REQUEST A ::
Return each line of the records that contains the word "soccer".

ARTICLE ::
The plug portion 206 has an internal orifice 206d. The plug has an external opening 206a opening at orifice 206d. Longitudinal section 204 has an opening or aperture 204b which opens at orifice 206d. Thus fluid passage 204a and orifice 206d are in fluid communication. The plug 206, on its external surface, has two annular grooves 206b formed therein. The annular grooves receive and support o-rings 207, 207′. The female fitting consists of a single unitary member, preferably made of plastic. Thus, the plug 206, the fluid coupling 200 and the female coupling 202 are integral with longitudinal section 204.

As can further be seen, female fitting 201 has a reduced transverse length starting at 202d of the female coupling. Reducing the transverse length of the female fitting saves on material. The constriction at 202d could also act as an abutment to prevent the male coupling from extending to far into the female fitting

As can be seen in FIG. 6 when plug 206 is fully inserted into housing intake 44 (FIG. 3B), the o-ring 207 axially furthest from plug open end 206a provides a contact seal with the housing portion 44a (FIG. 7) defining housing intake 44. The o-ring 207′ nearest plug opening 206a does not function to provide a contact seal with the housing portion defining the housing intake. This o-ring 207′ functions to prevent the plug portion from slipping out of the intake housing 44 during normal use. The o-ring 207′ in FIG. 6 extends into pump housing intake 44 so it is internal of housing ledge 44b. See FIGS. 7 and 9 for Ledge 44b. Ledge 44b thus provides a backstop over which o-ring 207′, which is acting as an abutment, must be pulled to remove plug portion 206 from housing intake 44. Plug portion 106 and housing intake 45 interface in the same way as plug portion 206 and housing intake 44.

As can best be seen by reference to FIGS. 4a, 4e, 5a, 5e, the longitudinal sections 104, and 204, female coupling 202, and male coupling 102 all have oval cross-sections. The oval cross-section's long axis runs in the direction of arrow 300. The oval cross section allows for the manifold to present a slim profile along the pump housing's transverse axis.

MATERIALS PROVIDED ::

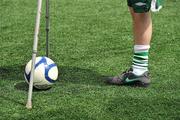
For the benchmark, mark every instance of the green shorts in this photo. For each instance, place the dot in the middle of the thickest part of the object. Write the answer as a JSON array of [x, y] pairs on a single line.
[[140, 6]]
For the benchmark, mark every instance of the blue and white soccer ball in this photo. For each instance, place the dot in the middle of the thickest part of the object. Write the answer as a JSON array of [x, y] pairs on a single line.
[[45, 74]]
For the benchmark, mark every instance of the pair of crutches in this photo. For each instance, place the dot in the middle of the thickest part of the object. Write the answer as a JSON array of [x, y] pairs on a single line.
[[35, 45]]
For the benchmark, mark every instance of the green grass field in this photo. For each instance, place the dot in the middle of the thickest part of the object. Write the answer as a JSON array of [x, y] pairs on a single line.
[[89, 39]]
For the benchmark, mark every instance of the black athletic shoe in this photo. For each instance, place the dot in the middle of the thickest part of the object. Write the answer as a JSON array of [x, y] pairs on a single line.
[[128, 78]]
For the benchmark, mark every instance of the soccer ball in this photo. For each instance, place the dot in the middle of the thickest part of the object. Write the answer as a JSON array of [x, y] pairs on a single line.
[[45, 73]]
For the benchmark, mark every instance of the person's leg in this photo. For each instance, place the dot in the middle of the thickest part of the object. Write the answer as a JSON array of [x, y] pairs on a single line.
[[142, 32]]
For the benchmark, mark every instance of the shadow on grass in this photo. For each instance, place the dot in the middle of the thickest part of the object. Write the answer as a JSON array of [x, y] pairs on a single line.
[[12, 72], [77, 75]]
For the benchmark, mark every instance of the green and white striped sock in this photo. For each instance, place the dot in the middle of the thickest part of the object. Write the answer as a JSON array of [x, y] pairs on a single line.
[[140, 59]]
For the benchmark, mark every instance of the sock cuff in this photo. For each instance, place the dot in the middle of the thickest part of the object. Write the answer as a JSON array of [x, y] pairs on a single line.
[[141, 48]]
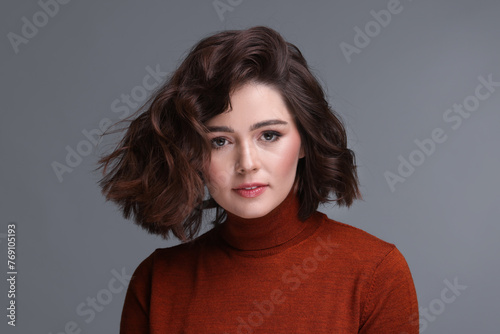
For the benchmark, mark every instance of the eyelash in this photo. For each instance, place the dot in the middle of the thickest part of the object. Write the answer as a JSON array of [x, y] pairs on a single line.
[[276, 137]]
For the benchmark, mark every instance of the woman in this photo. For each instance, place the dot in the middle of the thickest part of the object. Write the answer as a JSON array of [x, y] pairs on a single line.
[[244, 118]]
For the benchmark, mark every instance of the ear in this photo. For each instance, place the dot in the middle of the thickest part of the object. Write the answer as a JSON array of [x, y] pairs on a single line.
[[302, 152]]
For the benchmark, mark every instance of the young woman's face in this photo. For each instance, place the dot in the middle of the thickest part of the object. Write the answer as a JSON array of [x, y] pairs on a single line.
[[255, 150]]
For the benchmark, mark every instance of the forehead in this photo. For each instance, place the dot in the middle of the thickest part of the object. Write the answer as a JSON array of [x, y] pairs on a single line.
[[251, 103]]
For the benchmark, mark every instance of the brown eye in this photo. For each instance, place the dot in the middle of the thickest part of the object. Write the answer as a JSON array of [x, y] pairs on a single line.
[[271, 136], [218, 142]]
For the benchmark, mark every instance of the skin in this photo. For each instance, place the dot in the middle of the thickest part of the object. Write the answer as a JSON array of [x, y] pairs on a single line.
[[266, 154]]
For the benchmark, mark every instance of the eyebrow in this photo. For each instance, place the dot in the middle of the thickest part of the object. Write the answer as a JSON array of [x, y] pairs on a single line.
[[252, 128]]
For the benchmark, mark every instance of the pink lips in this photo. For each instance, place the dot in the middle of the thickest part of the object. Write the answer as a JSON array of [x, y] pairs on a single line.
[[250, 190]]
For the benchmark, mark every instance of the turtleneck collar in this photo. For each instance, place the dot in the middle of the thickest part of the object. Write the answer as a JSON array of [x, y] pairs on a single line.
[[274, 229]]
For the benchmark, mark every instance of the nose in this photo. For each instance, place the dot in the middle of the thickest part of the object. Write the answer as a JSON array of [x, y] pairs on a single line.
[[247, 160]]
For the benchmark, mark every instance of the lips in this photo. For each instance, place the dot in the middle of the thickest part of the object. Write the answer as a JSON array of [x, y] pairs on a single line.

REQUEST B ::
Repeat the part of the patent text starting with "The plug portion 206" and going on through "longitudinal section 204.", switching every "orifice" to "bore".

COMPLETE ANSWER A ::
For the benchmark, mark every instance of the blue and white soccer ball in this photo. For each instance, place the dot in the middle of the thickest part of the object. Write the answer as a JSON array of [x, y] pairs on a single line.
For the benchmark, mark every instance of the soccer ball in this photo. For each instance, place the dot in the middle of the thickest part of the object. Write the answer as a JSON array of [x, y] pairs on a single line.

COMPLETE ANSWER B ::
The plug portion 206 has an internal bore 206d. The plug has an external opening 206a opening at bore 206d. Longitudinal section 204 has an opening or aperture 204b which opens at bore 206d. Thus fluid passage 204a and bore 206d are in fluid communication. The plug 206, on its external surface, has two annular grooves 206b formed therein. The annular grooves receive and support o-rings 207, 207′. The female fitting consists of a single unitary member, preferably made of plastic. Thus, the plug 206, the fluid coupling 200 and the female coupling 202 are integral with longitudinal section 204.